Records from a data collection

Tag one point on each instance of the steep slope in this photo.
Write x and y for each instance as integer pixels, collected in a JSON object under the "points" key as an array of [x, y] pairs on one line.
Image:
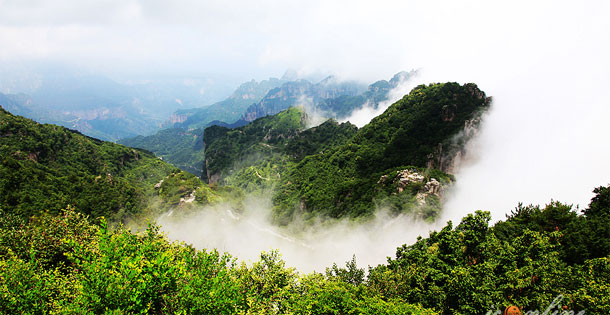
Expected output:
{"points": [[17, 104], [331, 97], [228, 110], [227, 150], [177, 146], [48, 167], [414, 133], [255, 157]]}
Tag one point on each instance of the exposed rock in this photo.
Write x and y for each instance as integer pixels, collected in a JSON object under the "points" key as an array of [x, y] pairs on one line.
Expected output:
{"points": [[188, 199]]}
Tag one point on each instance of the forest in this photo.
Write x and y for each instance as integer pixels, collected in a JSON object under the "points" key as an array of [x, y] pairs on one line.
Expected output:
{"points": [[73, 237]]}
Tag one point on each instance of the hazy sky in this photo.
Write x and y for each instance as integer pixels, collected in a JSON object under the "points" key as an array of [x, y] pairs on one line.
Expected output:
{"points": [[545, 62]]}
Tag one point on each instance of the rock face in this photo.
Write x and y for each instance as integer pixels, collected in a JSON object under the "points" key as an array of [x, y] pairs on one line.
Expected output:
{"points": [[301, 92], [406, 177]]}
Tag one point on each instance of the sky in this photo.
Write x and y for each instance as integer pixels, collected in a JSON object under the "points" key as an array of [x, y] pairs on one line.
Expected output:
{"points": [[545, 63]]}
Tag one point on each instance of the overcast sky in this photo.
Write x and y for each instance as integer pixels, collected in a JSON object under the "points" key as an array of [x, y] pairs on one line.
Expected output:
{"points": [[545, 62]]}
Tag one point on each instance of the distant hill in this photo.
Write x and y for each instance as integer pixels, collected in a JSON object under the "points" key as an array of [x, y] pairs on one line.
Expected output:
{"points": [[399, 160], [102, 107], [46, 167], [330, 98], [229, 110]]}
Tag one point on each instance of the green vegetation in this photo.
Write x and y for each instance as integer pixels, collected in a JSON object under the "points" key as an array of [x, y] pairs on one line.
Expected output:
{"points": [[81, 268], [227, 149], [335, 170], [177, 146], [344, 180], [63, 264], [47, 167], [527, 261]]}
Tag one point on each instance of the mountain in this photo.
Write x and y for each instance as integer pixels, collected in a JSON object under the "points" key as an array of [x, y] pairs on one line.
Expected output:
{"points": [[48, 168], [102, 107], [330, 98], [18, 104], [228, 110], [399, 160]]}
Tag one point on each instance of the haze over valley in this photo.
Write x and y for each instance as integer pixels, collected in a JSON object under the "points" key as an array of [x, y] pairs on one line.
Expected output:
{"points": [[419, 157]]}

## Task requirements
Where the word "rock" shows up in a line of the records above, count that line; then give the count by itself.

## Answer to the problem
2